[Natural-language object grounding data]
========================

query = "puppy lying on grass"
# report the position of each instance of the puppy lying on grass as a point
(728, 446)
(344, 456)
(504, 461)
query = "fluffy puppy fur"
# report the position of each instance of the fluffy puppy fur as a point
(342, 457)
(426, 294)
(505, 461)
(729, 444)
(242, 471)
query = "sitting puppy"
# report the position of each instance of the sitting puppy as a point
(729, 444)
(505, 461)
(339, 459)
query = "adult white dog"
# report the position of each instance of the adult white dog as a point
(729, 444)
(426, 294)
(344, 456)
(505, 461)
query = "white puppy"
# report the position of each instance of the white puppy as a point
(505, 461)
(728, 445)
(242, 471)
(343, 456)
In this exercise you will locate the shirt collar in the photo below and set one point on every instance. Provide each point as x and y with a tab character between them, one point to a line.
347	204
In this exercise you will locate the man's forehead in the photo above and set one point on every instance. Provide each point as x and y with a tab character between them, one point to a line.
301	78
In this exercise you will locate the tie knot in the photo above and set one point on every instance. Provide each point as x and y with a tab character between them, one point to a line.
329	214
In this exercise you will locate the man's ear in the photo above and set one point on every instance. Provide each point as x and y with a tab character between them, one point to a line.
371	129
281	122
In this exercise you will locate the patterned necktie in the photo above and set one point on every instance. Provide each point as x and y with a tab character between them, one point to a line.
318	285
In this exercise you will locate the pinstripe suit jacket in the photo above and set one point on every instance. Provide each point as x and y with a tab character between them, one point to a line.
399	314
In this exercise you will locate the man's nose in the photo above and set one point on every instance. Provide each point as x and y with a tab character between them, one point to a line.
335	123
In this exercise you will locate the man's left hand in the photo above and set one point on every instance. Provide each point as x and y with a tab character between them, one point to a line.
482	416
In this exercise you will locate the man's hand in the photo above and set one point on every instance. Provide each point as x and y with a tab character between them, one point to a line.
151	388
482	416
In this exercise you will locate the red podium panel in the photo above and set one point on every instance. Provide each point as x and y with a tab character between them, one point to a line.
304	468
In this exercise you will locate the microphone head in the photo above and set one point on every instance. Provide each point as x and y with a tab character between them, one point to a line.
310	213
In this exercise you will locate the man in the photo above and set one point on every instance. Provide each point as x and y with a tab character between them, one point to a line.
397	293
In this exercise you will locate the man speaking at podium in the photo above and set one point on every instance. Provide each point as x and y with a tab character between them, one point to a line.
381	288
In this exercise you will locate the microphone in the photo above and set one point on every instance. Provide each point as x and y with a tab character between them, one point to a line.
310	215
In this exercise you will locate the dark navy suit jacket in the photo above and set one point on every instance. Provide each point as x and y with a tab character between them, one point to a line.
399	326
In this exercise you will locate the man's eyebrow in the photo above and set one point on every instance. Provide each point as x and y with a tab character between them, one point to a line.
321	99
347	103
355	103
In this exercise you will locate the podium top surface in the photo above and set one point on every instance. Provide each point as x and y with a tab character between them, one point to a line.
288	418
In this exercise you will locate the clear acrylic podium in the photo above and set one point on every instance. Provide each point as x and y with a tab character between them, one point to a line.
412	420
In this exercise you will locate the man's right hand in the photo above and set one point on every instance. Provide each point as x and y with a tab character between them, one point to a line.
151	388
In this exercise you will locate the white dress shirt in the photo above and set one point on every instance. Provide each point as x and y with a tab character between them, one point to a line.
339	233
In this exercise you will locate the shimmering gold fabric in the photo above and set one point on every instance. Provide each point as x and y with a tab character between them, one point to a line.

========================

PROBLEM STATEMENT
Using the records above, copy each line that contains "query".

OUTPUT BELOW
query = "puppy lying on grass"
query = "fluffy puppy fur"
query = "sitting puppy"
query = "adult white dog"
query = "white puppy"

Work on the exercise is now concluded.